## Okuma Metni
+ + +
YILDIZ SAVAŞLARI–1977

George Lucas’ın yönetmenliğini yaptığı bir sinema efsanesi olan Star Wars ile hiç bilmediğimiz dünyaların hayalini kurduk. Uzay savaşlarına şahit olduk. Henüz ışın kılıçlarımız ve lazer silahlarımız yok ama Prenses Leia’nın Obi-Wan’la iletişim kurmak için kullandığı hologram teknolojisi artık mümkün. CNN televizyonu 2008 yılında bu teknoloji yardımıyla seçim sonuçlarını izleyicilerine duyurdu.

2001: BİR UZAY MACERASI-1968

Arthur Clarke’ın romanından beyazperdeye Stanley Kubrick tarafından 1968 yılında uyarlanan film o zamanki seyircide şok etkisi yapmıştı. Film o kadar gerçekçiydi ki NASA tarafından astronotları eğitmek için kullanıldı. NASA astronotu Neil Armstrong ve Edwin Aldrin filmin çekilmesinden tam 1 yıl sonra 16 Temmuz 1969’da Ay’a ilk defa ayak bastı. Kubrick’in filminde oluşturduğu gerçekçi atmosfer nedeniyle birçok insan komplo teorileri üretip aslında Amerikalıların hiç Ay’a gitmediklerini dahi iddia ettiler.
+ + +
## Ham Veriler
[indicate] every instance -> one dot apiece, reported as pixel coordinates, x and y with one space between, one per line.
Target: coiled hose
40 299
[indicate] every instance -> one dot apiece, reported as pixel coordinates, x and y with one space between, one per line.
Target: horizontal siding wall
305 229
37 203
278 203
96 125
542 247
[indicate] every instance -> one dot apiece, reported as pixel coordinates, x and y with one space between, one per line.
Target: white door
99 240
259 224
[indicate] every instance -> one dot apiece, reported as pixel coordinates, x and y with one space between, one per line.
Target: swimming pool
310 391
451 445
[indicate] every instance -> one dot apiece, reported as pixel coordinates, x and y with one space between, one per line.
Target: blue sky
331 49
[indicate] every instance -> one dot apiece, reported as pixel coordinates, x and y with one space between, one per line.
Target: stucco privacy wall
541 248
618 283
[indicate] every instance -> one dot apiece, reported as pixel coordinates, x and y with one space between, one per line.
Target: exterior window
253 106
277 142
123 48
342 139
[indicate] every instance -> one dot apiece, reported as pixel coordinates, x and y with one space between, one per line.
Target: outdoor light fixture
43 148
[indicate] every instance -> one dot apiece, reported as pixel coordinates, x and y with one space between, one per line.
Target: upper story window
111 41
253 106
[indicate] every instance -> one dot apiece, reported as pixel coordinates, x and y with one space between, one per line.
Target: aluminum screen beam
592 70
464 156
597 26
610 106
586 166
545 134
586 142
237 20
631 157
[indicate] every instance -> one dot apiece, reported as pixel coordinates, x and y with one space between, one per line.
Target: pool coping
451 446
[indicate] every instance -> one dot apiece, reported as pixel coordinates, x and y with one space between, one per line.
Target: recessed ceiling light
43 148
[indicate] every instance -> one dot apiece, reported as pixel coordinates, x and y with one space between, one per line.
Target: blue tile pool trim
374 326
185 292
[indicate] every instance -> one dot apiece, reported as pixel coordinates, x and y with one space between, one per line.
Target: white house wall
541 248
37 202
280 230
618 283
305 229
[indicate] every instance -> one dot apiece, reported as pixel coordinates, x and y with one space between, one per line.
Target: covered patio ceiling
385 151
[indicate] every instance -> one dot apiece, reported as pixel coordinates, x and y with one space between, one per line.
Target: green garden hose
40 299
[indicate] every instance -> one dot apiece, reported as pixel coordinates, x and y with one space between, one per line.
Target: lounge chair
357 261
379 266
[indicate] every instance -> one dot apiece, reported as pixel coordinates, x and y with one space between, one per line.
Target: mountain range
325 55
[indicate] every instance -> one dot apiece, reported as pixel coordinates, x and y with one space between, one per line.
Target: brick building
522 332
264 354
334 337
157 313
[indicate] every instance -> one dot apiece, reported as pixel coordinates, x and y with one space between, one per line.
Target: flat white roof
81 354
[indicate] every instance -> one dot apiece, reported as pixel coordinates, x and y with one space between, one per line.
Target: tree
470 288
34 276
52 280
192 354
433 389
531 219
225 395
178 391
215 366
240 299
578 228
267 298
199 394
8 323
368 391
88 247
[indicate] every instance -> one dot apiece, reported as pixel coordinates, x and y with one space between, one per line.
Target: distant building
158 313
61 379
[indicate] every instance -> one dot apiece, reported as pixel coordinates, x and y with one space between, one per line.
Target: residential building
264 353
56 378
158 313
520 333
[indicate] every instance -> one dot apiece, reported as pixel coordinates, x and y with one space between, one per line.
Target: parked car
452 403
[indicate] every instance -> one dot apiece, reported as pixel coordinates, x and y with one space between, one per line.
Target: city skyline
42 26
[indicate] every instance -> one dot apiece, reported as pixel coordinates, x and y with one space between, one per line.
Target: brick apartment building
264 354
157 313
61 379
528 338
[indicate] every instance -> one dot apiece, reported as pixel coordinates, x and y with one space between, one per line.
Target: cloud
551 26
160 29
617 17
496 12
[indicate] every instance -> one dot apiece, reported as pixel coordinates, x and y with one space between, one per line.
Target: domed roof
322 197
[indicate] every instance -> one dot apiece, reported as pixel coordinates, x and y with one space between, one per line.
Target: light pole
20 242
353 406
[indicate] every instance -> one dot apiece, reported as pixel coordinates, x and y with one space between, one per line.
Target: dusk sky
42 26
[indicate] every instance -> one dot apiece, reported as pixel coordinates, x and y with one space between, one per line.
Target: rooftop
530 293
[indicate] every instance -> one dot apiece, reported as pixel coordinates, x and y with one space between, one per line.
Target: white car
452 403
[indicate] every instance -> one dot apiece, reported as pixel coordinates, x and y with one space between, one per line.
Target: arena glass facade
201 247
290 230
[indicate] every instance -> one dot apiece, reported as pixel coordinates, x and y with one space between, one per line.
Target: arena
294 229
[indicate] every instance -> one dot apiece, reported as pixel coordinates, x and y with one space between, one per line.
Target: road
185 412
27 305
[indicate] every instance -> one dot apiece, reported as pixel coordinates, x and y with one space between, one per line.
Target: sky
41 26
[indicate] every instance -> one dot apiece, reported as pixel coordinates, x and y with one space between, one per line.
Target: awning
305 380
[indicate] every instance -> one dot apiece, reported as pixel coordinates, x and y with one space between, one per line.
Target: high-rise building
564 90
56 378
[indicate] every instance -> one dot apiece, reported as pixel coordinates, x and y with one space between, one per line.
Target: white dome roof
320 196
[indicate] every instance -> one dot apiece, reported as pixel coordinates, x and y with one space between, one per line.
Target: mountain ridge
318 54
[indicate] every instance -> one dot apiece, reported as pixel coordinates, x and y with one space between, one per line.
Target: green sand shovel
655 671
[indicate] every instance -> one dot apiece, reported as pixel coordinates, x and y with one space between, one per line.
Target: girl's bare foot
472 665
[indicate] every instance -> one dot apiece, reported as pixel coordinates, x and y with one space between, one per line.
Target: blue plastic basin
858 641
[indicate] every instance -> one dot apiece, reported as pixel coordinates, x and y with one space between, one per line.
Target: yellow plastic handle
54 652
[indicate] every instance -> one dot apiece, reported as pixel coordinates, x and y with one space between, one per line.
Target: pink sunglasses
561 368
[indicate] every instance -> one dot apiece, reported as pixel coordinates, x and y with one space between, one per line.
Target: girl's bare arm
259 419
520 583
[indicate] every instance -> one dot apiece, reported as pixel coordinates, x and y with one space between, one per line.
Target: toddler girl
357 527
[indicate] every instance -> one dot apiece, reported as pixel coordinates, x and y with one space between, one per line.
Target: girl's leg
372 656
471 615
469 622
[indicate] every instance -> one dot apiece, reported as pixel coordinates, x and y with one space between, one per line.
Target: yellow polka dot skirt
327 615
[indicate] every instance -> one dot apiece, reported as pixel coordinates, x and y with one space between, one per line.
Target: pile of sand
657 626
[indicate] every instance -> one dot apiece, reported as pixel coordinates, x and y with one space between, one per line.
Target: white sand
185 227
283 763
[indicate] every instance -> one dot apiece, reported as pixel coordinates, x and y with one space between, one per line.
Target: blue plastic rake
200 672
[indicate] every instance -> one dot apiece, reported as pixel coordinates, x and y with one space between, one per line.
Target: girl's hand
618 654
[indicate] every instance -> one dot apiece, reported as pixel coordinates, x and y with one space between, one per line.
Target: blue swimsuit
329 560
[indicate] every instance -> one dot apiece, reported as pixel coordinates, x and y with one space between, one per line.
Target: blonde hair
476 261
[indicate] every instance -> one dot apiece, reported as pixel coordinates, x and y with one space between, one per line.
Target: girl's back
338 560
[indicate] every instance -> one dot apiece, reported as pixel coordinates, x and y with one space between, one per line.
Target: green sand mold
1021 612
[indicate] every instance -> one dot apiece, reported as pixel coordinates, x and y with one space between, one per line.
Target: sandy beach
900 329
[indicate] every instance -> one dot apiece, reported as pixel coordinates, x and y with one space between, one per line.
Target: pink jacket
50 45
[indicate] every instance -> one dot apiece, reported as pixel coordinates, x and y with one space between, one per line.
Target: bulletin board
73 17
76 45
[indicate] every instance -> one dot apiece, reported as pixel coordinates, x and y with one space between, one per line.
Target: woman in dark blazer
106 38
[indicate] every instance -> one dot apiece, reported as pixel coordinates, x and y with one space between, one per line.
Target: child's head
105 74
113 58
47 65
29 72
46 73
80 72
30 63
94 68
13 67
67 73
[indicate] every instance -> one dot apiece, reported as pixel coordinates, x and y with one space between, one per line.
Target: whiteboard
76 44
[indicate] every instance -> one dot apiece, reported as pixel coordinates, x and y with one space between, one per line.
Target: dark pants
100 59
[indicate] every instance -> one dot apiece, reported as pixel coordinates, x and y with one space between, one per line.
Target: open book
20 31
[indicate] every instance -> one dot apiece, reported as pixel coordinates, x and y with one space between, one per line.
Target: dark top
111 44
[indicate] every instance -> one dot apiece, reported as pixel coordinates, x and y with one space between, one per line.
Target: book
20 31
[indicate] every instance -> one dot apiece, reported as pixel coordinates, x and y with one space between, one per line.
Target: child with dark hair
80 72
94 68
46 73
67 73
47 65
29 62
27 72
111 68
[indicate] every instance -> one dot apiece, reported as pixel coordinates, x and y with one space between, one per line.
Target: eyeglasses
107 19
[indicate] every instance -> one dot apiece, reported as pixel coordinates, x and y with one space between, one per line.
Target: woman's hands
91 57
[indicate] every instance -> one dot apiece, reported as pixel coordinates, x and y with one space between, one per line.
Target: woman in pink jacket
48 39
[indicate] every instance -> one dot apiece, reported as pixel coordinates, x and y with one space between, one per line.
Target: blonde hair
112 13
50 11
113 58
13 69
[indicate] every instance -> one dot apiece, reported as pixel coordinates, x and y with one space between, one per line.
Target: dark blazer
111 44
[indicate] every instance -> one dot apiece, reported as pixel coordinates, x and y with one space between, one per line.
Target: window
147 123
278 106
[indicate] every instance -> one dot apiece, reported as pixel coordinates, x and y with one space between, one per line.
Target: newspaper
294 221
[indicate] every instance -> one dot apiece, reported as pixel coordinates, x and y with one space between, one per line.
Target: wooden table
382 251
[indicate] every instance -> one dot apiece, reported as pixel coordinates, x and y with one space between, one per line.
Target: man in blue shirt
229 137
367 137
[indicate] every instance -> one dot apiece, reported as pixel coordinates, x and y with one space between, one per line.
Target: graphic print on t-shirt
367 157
+ + +
## Görev Yönergesi
Bilim kurgu filmleriyle ilgili metinde geçen "Film o kadar gerçekçiydi ki NASA tarafından astronotları eğitmek için kullanıldı." cümlesini İngilizceye çeviriniz.

## Görev Çıktısı
The film was so realistic that it was used by NASA to train astronauts.